== SUPPLIED MATERIAL
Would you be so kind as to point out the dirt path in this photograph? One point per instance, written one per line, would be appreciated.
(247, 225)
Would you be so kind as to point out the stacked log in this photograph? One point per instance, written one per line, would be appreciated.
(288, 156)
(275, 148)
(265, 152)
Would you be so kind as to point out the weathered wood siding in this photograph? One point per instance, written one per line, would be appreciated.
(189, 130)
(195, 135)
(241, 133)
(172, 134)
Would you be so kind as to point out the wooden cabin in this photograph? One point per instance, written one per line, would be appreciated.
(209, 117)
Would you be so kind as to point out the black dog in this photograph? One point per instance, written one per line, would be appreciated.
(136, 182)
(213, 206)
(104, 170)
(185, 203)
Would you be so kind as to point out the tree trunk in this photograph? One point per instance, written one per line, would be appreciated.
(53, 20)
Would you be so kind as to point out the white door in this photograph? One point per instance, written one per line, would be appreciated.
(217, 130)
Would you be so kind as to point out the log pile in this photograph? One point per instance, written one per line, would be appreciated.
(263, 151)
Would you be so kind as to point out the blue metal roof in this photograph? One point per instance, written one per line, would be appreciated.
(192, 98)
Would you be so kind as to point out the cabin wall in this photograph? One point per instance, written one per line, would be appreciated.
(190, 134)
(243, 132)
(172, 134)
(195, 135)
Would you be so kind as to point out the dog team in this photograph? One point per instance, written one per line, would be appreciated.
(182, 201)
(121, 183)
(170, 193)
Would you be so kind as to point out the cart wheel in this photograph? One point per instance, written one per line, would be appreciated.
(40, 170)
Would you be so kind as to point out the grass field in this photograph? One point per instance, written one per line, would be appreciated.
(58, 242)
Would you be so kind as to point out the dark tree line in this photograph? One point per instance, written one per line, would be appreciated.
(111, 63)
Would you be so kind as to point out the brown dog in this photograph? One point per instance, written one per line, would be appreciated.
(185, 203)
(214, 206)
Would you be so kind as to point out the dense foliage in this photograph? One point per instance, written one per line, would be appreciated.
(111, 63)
====
— DIRECTIONS FOR THIS TASK —
All records above must be returned exactly as they appear.

— SOLUTION FOR THIS TASK —
Would you be so kind as to point out the dirt path in this photograph? One point per instance, written one per line, would be appreciated.
(247, 225)
Would you be so kind as to point out the stacked log in this photograph? One point per instance, written one per line, would be appreciated.
(288, 156)
(275, 148)
(265, 152)
Would you be so kind as to point out the weathered wood siding in this photograph? One point per instance, written one per line, would be appreciated.
(189, 130)
(195, 135)
(241, 133)
(172, 134)
Would you be so kind as to point out the wooden cabin in this photograph? One point per instance, written one per line, would be appreciated.
(209, 117)
Would you be so kind as to point out the black dog in this photograph? One point per instance, written one per line, would be appreciated.
(136, 182)
(213, 206)
(104, 170)
(185, 203)
Would you be so kind as to point out the tree trunk in this photograph? One point per instance, written one per line, would be appreciated.
(53, 20)
Would you be so kind as to point out the white door in this photograph? One point per instance, written one per line, would be appreciated.
(217, 130)
Would you be so kind as to point out the log pile in this photograph? One point per instance, written one per line, would be appreciated.
(263, 151)
Would you be so kind as to point out the blue metal roof in this photograph? One point per instance, written one per line, would be appreciated.
(192, 98)
Would you be so kind as to point out the cabin wall in this photograph? One point per instance, written one per line, would be appreciated.
(190, 134)
(243, 132)
(172, 134)
(195, 135)
Would you be so kind as to point out the dog team in this photograph? One point per instance, written one per line, would be appreciated.
(182, 201)
(121, 183)
(170, 193)
Would you be so kind as to point out the cart wheel in this photograph? One point per instance, written one per line, would be appreciated.
(40, 170)
Would you be so kind as to point out the grass field in this photograph? One point per instance, written one per line, would be appreciated.
(58, 242)
Would you be so kind as to point out the dark tree line in this photograph? One point per instance, written one per line, would be appreciated.
(111, 63)
Would you be so kind as to point out the brown dog in this photograph? One point per instance, written one per line, would be appreciated.
(185, 203)
(214, 206)
Would you be so kind as to point out the dense foliage in this photograph? One point per instance, written one per line, would be appreciated.
(111, 63)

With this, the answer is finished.